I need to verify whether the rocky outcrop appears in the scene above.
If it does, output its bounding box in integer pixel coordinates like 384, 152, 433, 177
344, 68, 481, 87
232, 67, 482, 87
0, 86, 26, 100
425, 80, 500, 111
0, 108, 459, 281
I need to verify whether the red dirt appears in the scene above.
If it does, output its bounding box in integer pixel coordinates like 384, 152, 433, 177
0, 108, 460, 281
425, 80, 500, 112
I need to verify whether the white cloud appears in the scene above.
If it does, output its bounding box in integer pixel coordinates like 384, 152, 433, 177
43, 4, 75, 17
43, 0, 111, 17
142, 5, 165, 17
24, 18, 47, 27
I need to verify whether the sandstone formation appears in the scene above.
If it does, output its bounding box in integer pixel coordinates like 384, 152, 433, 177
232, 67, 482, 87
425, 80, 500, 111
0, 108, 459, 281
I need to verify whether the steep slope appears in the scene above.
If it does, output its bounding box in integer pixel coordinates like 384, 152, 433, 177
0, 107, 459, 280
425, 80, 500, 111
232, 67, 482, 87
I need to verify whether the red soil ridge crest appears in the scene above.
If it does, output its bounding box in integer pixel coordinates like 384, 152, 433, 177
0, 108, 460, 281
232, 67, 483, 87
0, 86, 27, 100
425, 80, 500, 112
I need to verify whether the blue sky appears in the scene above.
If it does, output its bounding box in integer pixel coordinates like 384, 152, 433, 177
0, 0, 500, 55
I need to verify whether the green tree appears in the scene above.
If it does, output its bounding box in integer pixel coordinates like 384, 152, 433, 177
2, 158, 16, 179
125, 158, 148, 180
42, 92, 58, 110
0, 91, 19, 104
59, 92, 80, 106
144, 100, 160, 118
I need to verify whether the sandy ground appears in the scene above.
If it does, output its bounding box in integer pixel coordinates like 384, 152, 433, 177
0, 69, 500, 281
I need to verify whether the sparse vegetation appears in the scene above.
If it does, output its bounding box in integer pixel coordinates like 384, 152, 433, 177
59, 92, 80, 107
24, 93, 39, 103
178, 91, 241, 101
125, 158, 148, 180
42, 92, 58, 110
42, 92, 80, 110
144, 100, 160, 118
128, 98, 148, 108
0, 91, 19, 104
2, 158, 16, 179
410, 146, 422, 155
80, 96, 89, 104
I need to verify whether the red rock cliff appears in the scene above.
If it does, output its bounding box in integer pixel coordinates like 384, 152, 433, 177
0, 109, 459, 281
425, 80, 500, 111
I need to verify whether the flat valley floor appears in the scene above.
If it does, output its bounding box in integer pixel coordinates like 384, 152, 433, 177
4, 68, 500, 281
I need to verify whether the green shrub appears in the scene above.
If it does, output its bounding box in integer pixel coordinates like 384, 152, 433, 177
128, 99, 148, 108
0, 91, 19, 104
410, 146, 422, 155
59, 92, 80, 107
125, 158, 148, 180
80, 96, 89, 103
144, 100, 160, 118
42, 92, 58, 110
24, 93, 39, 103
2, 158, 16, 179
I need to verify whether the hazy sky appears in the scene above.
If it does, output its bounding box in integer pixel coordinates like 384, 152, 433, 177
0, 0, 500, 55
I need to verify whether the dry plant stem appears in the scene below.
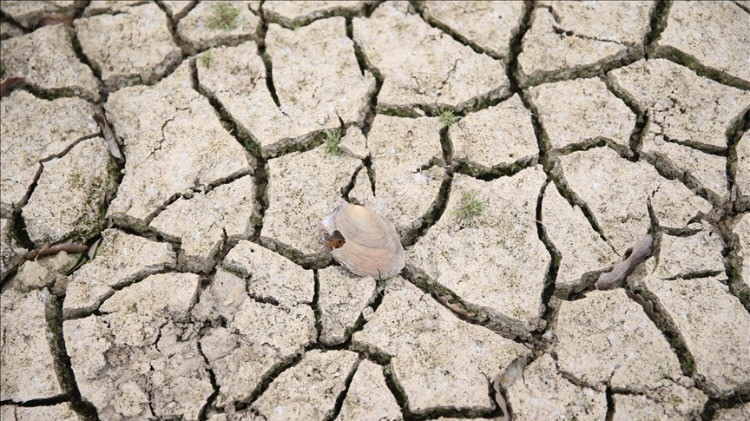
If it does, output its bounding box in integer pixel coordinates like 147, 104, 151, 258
26, 243, 88, 260
0, 77, 26, 98
595, 234, 654, 289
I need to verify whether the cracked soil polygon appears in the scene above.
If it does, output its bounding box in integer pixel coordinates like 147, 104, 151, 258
318, 267, 376, 345
0, 0, 78, 29
354, 2, 510, 109
555, 289, 687, 393
610, 59, 750, 149
0, 24, 99, 101
612, 380, 708, 421
151, 176, 259, 271
656, 1, 750, 89
407, 166, 550, 336
83, 0, 148, 17
353, 277, 529, 414
529, 79, 635, 148
0, 288, 65, 403
197, 18, 375, 156
644, 276, 750, 396
0, 403, 84, 421
176, 1, 260, 53
0, 89, 99, 214
518, 1, 654, 85
336, 360, 403, 421
22, 137, 116, 246
252, 350, 359, 421
261, 146, 362, 255
63, 273, 213, 420
357, 115, 446, 236
653, 222, 724, 279
542, 183, 620, 293
75, 3, 182, 89
105, 62, 249, 224
424, 1, 524, 60
224, 241, 315, 305
560, 147, 711, 255
263, 0, 371, 27
448, 95, 539, 171
63, 229, 176, 318
508, 354, 607, 421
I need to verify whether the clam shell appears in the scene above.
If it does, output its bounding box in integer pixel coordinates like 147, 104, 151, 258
321, 203, 406, 278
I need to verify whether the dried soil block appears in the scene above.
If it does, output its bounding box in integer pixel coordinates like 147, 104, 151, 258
530, 79, 635, 148
151, 176, 260, 271
75, 3, 182, 89
63, 229, 176, 317
0, 288, 65, 400
0, 92, 99, 216
63, 273, 213, 420
251, 349, 359, 421
656, 1, 750, 89
507, 354, 607, 421
177, 1, 260, 54
352, 277, 528, 414
22, 137, 117, 247
644, 276, 750, 396
261, 145, 362, 257
448, 95, 539, 171
560, 147, 711, 256
518, 1, 654, 86
358, 115, 446, 236
0, 24, 99, 101
105, 62, 250, 225
424, 1, 524, 60
354, 3, 510, 109
407, 166, 550, 336
555, 289, 688, 393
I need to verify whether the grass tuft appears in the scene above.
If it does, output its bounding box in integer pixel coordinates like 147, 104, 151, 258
453, 190, 486, 227
206, 3, 240, 31
438, 110, 461, 127
323, 129, 343, 156
200, 50, 214, 69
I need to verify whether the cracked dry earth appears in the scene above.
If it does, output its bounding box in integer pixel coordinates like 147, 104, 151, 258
0, 0, 750, 421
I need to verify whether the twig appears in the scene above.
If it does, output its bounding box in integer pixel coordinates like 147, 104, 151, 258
595, 234, 654, 289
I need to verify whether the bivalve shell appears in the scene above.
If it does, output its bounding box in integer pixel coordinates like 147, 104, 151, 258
§
▶ [Your goal] Extract each line of the data above that contains the word "green", and reproduce every such line in full.

▶ [Final result]
I need to verify whether the green tree appears in the scene above.
I need to verify whether the green shrub appears in the scene above.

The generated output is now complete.